■ What this task involves: Repeat each entry as written and leave the images out of the copy.

---------- Source data

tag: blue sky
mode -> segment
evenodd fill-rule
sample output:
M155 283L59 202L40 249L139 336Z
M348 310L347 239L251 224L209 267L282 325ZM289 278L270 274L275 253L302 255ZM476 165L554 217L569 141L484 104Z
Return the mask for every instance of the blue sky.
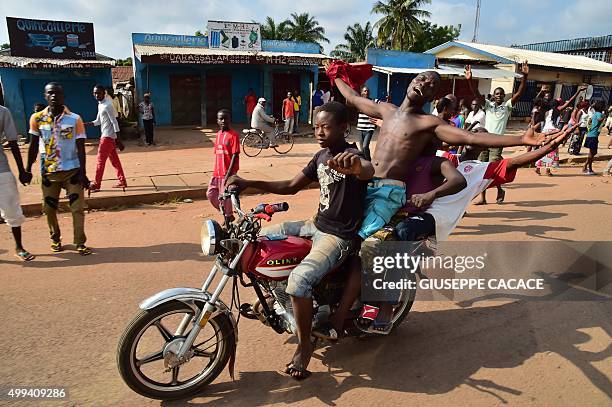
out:
M346 27L375 22L373 0L0 0L2 14L11 17L88 21L94 23L96 51L114 58L131 55L130 33L192 34L207 20L281 20L292 12L309 12L326 29L329 52L342 42ZM41 5L44 4L44 7ZM461 24L460 39L471 40L476 0L437 1L426 8L436 24ZM522 44L612 33L609 0L482 0L478 41ZM8 42L6 23L0 43Z

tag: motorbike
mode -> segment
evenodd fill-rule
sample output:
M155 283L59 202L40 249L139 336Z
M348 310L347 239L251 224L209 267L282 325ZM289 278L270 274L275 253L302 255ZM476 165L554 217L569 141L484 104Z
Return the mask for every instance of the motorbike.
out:
M221 204L223 226L212 219L203 222L202 252L215 258L202 287L171 288L147 298L121 336L119 372L132 390L145 397L171 400L196 395L228 364L233 377L241 316L258 320L278 334L297 332L285 289L291 270L309 253L312 242L297 236L260 235L262 221L289 209L285 202L260 204L243 212L239 192L231 187L220 196L220 201L225 199L231 200L238 216L230 221L233 214L223 213ZM313 326L336 309L347 275L340 265L315 287ZM229 305L221 299L228 284ZM253 302L240 303L238 284L254 291ZM415 290L403 290L399 295L393 308L394 327L410 311L415 294ZM353 305L345 321L346 336L372 335L369 321L361 316L365 307L359 300Z

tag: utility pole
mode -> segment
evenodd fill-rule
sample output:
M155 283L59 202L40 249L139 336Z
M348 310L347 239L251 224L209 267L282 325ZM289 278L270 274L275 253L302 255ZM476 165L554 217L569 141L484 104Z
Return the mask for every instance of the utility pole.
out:
M472 42L476 42L478 37L478 26L480 25L480 0L476 0L476 19L474 21L474 36Z

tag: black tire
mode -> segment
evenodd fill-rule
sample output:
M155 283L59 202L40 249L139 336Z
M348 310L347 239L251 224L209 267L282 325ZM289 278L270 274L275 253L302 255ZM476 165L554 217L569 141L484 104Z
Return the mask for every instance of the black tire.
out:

--------------------

■ Exercise result:
tag: blue sky
mode -> segment
evenodd fill-rule
sample output:
M155 283L59 202L40 249L139 336Z
M348 310L347 239L251 224L209 267L282 325ZM289 278L270 274L275 253L302 255ZM476 165L554 217L569 141L484 104Z
Return the mask for every instance of the blue sky.
out:
M346 27L375 22L373 0L0 0L2 14L11 17L88 21L94 23L96 51L114 58L131 55L130 33L192 34L207 20L281 20L292 12L309 12L326 29L329 52L342 42ZM41 5L44 4L44 7ZM461 24L460 39L471 40L476 0L437 1L426 8L436 24ZM522 44L612 33L609 0L482 0L478 41ZM8 42L6 23L0 43Z

tag: motorbike
mode -> segment
evenodd fill-rule
sample output:
M155 283L59 202L40 249L139 336Z
M348 310L347 239L251 224L209 267L282 325ZM289 278L270 274L275 253L302 255ZM476 165L554 217L569 141L484 104Z
Return the mask for every instance of the motorbike.
out:
M221 204L223 226L212 219L203 222L202 252L215 258L202 287L171 288L147 298L121 336L119 372L132 390L145 397L171 400L196 395L228 364L233 377L241 316L258 320L278 334L297 332L285 289L291 270L309 253L312 242L297 236L260 235L262 221L289 209L285 202L260 204L243 212L239 192L231 187L220 196L220 201L225 199L231 200L238 216L230 221L233 214L223 213ZM313 326L336 309L347 275L340 265L315 287ZM229 305L221 299L228 284ZM253 302L240 303L238 284L254 291ZM415 290L403 290L399 295L393 308L394 327L410 311L415 294ZM353 305L345 321L346 336L372 335L369 321L361 316L365 307L359 300Z

tag: utility pole
mode -> segment
evenodd fill-rule
sample output:
M155 283L59 202L40 249L139 336Z
M348 310L347 239L251 224L209 267L282 325ZM289 278L270 274L275 253L302 255ZM476 165L554 217L569 141L484 104Z
Return the mask for every instance of the utility pole.
out:
M472 42L476 42L478 37L478 26L480 25L480 0L476 0L476 19L474 21L474 36Z

tag: black tire
mode -> segment
evenodd fill-rule
sample output:
M155 283L59 202L40 249L139 336Z
M348 310L347 239L251 224L209 267L282 325ZM289 278L270 274L275 253L302 255ZM476 165L554 217L569 141L484 104Z
Return the mask for every instance of the black tire.
out:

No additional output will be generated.